**Task**
Pick up the court's ruling on the plaintiff's Social Security claim after its final sentence and keep writing it.

**Extract**

============

Similarly, the Court notes that Plaintiff also cites 29 U.S.C. § 1132(a)(1)(B) as the basis for his claim, citing to the provisions of ERISA, and he also references “a long term disability claim that he filed with Cigna dating back to 2010 that was settled.” (Compl. at 3-4.) However, Plaintiff has not named Cigna or any other private employer or insurer as a defendant, and it does not appear that he is actually asserting an ERISA claim. As with the other possible claims noted above, if Plaintiff intends to assert such a claim he should clarify the claims and file them on the proper forms for further review by the Court.
Plaintiff may be contending that he is entided to social security benefits because he received a settlement on his long-term disability ERISA claim. However, the fact that he may have received some long-term disability benefits would not control the social security determination, and in any event, he needs to exhaust the administrative procedure for his Social Security claim and obtain a final agency decision before seeking review by the Court.
Finally, Plaintiff has filed a Motion for Default Judgment requesting an evidentiary hearing on his claim for SSI benefits. However, Defendant has not failed to respond in this case and there is no basis for entry of default. To the extent Plaintiff is requesting an administrative hearing before an ALJ, that request should be made to the Social Security Administration as part of the administrative process, not to this Court in the first instance. In the Motion for Default Judgment, Plaintiff states that “multiple doctors have completed the disability forms for me agreeing that I am a disabled person.” However, this Court does not review that evidence in the first instance. Instead, if Plaintiff has new evidence to present, he can request an administrative hearing with an ALJ, or re-file his claim for benefits with the Agency and then fully complete the administrative process.

============

**Given data**
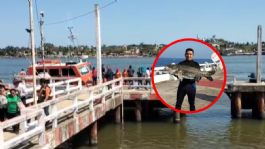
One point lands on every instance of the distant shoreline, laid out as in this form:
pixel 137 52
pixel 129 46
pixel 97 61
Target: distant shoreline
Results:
pixel 52 57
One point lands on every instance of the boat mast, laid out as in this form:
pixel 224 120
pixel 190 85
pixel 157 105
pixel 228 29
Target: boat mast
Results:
pixel 32 46
pixel 98 45
pixel 42 38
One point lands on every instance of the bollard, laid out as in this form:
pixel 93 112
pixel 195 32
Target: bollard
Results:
pixel 118 114
pixel 176 117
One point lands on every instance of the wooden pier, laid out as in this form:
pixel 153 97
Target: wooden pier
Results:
pixel 245 95
pixel 72 109
pixel 248 94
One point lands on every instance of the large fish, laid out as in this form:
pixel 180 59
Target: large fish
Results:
pixel 187 72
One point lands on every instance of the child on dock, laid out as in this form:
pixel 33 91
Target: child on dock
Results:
pixel 14 106
pixel 44 94
pixel 3 103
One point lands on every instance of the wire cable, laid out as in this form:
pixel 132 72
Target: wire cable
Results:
pixel 82 15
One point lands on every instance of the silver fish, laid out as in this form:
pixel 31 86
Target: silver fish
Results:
pixel 187 72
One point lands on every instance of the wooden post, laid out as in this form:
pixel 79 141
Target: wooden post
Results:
pixel 41 122
pixel 138 109
pixel 55 121
pixel 260 105
pixel 259 55
pixel 94 134
pixel 118 114
pixel 236 105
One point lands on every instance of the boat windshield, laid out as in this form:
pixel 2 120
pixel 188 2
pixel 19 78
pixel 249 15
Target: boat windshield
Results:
pixel 84 70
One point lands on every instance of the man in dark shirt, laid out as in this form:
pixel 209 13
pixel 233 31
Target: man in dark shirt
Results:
pixel 187 86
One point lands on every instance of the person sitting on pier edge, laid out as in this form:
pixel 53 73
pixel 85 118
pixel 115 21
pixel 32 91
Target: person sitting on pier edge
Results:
pixel 130 74
pixel 22 90
pixel 44 94
pixel 3 102
pixel 94 76
pixel 125 75
pixel 187 86
pixel 14 106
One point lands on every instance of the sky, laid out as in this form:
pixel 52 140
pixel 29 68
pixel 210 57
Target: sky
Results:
pixel 177 50
pixel 134 21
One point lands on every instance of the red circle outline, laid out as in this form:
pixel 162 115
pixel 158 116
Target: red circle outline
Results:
pixel 224 73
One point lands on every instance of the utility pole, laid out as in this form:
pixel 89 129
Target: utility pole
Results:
pixel 98 45
pixel 42 40
pixel 259 54
pixel 71 36
pixel 42 34
pixel 32 46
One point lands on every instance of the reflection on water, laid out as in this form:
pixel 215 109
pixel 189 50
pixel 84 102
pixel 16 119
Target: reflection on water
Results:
pixel 204 130
pixel 210 129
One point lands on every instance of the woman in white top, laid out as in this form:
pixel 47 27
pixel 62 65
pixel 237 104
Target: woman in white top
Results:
pixel 3 102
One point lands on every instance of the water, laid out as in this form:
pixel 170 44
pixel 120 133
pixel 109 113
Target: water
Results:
pixel 210 129
pixel 166 61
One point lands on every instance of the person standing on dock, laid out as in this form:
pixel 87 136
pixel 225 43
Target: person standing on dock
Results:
pixel 22 90
pixel 3 103
pixel 130 74
pixel 188 86
pixel 44 94
pixel 14 106
pixel 125 75
pixel 148 74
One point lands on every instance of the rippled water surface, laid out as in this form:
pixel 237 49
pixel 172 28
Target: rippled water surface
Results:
pixel 210 129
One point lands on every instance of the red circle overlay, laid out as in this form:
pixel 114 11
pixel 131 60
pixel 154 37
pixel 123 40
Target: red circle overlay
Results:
pixel 224 72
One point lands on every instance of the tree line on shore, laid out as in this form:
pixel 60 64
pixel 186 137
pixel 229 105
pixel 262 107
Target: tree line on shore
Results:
pixel 110 50
pixel 142 49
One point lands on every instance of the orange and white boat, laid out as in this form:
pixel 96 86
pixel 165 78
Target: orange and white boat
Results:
pixel 57 69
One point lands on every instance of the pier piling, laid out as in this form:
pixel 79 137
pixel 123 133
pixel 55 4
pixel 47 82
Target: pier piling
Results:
pixel 260 105
pixel 94 134
pixel 118 114
pixel 138 109
pixel 236 105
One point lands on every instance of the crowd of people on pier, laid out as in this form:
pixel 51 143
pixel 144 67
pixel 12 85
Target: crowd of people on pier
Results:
pixel 108 74
pixel 13 97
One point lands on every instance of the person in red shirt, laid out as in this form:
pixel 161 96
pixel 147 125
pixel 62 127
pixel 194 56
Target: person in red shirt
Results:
pixel 125 75
pixel 94 76
pixel 44 94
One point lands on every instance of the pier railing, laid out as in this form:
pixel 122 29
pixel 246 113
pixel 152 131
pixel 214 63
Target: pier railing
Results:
pixel 137 83
pixel 35 128
pixel 60 88
pixel 65 91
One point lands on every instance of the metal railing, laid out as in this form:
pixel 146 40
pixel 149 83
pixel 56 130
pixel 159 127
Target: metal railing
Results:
pixel 27 130
pixel 35 113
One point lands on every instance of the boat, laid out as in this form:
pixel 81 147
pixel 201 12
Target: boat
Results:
pixel 56 69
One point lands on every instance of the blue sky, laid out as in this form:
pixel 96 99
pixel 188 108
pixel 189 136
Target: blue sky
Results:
pixel 177 50
pixel 135 21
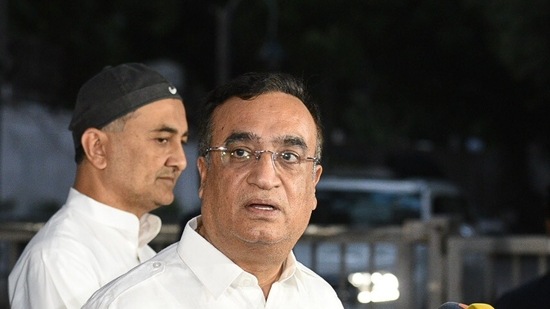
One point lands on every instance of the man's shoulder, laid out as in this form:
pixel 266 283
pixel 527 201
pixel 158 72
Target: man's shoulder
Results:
pixel 136 277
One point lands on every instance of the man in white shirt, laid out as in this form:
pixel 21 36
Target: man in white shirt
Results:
pixel 260 141
pixel 129 126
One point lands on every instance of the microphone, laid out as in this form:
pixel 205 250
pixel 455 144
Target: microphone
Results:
pixel 453 305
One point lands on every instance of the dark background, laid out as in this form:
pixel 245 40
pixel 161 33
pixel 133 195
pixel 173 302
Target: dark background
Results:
pixel 457 89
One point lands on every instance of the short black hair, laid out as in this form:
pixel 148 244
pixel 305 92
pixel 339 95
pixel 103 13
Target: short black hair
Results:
pixel 247 87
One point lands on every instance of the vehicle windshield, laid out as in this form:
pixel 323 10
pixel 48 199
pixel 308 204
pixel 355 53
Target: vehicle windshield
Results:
pixel 360 209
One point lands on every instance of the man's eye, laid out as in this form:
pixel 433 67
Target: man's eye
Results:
pixel 240 153
pixel 289 157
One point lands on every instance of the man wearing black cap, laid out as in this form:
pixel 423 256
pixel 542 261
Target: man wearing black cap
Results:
pixel 129 126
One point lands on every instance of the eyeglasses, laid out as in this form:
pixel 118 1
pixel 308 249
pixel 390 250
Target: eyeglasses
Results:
pixel 241 157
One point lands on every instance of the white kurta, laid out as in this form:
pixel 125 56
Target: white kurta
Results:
pixel 82 247
pixel 192 274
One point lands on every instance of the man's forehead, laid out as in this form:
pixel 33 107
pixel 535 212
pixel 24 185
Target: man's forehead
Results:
pixel 253 138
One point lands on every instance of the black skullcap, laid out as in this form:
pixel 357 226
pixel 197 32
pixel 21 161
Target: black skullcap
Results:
pixel 114 92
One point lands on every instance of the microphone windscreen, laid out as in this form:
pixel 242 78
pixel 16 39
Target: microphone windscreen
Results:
pixel 480 306
pixel 452 305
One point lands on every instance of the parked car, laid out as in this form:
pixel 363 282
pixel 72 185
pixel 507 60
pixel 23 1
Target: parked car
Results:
pixel 361 205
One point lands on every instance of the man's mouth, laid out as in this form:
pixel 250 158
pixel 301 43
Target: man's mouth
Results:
pixel 263 207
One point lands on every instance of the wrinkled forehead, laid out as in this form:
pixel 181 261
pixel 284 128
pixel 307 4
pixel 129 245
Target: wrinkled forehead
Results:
pixel 267 120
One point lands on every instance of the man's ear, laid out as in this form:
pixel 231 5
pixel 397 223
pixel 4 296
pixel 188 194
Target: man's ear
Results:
pixel 202 166
pixel 94 144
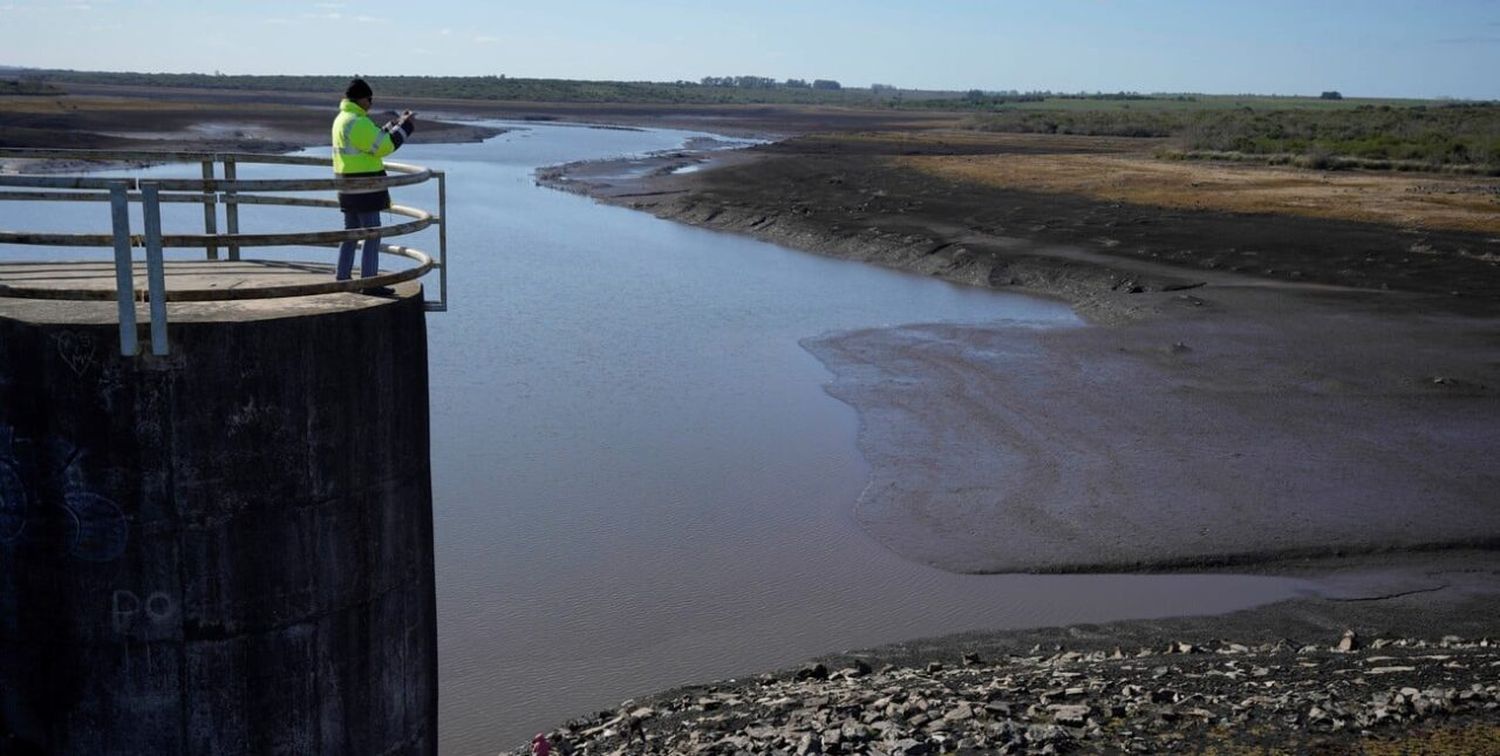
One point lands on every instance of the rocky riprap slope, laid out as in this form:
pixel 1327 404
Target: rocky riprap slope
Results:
pixel 1184 698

============

**Exercise result**
For all of these reasons, the Court will recommend that Plaintiffs Motion for Default Judgment be denied, that Defendant's Motion to Dismiss or for Summary Judgment be granted, and that Plaintiff s Complaint be dismissed without prejudice to him pursuing his claims by first exhausting the administrative process or by re-filing with clarification to the extent he seeks relief other than an award of benefits from the Social Security Administration.
IT IS THEREFORE RECOMMENDED that Plaintiffs Motion for Default Judgment [Doc. #15] be DENIED, that Defendant's Motion to Dismiss or for Summary Judgment [Doc. #5] be GRANTED, and that Plaintiffs Complaint [Doc. #1] be DISMISSED without prejudice as set out above.